Tomorrow I speak at the Technolink conference in Los Angeles. I was asked to talk on the subject of computer security, Ransomware, the Obama executive orders on national infrastructure security and other recent topics affecting businesses that use information technology or are subject to security and privacy regulations such as HIPAA.
I know people are going to ask me what they can do to protect their systems with a layered approach. While preparing my notes I came up with this list:
1. First and foremost patch your systems – informal testing here at Alvaka has shown that patching is more important than a firewall and perhaps more important than anti-virus software.
2. Anti-virus software – of course we still recommend that. Make sure that your AV software is up to date also.
3. A properly configured firewall – the emphasis is on properly configured as most are poorly configured.
These next items are where the layering really begins to help. These items are required if you are going to meet HIPAA, GLBA, PCI, etc. regulations:
4. Take away your users local Admin Rights if they have them – If Admin changes can’t be made to the system you take away most of the abilities of malware and hackers to install their damaging code. Do this on your own PC and then login as your own Admin when you need to install new software, etc.
5. Add a spam filtering service in front of your e-mail system – Scanning and blocking spam and malware before it hits your system is great protection, especially against those phishing and social engineering scams. Disaster recovery and improved regulatory compliance is an added benefit.
6. Block risky files types – Why let your users download Flash files, etc. if they don’t need them.
7. Disable Java if it is not required – Not really a classic piece of layered security, but it is such a problem right now. If you need Java for a specific or two, then run it on a different browser. If you normally run Internet Explorer, then enable it with Firefox for example. Just run Firefox when you need the Java support and then close the program.
8. Back-up all your important stuff – I know this is a basic tenet, but some many times people don’t do this or they are backing up the wrong stuff. Check you back-up and make sure it works.
9. Disable Autorun – A lot of malware is designed to exploit this feature of Windows.
10. Endpoint security and Network Access Control - Before and after granting network access to a computer, NAC enforces policies that require up to date antivirus, firewall rules, software patches, etc.
11. Device Control – If USB thumb drives, DVDs, etc. are not required with Device Control you can block the use of those devices on your network.
12. Application Control – Don’t let users install and run anything they want. It presents a security risk. With App Control you are the one in charge of your network and its security.
13. Web Content Filtering – Many websites can be bad, even ones you think are trusted. Web Content Filtering helps block the websites content that has gone bad.
14. Encryption – Encrypt your important data in-transit and at-rest.
There are a few other recommendations I can make, but these are some of the best. What other ones would you recommend that I did not list here?
Follow these Layered Protection guidelines and you will have a secure, private and HIPAA happy IT system.

Data pointing to referred items:
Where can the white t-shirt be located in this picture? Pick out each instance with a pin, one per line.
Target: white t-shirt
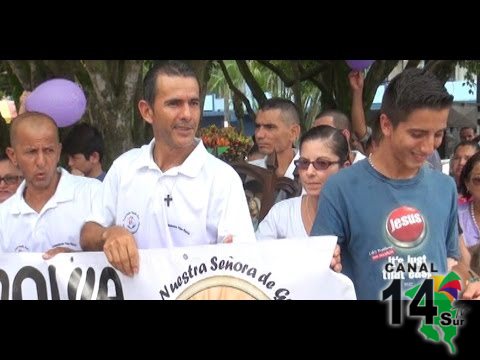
(58, 223)
(284, 220)
(199, 202)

• **Work request 1**
In the security post, what did informal testing at Alvaka show about patching?
• **Work request 2**
Please reproduce the security post from "Tomorrow I speak" up to and including "such as HIPAA.".

• **Answer box 1**
Patching is more important than a firewall and perhaps more important than anti-virus software.

• **Answer box 2**
Tomorrow I speak at the Technolink conference in Los Angeles. I was asked to talk on the subject of computer security, Ransomware, the Obama executive orders on national infrastructure security and other recent topics affecting businesses that use information technology or are subject to security and privacy regulations such as HIPAA.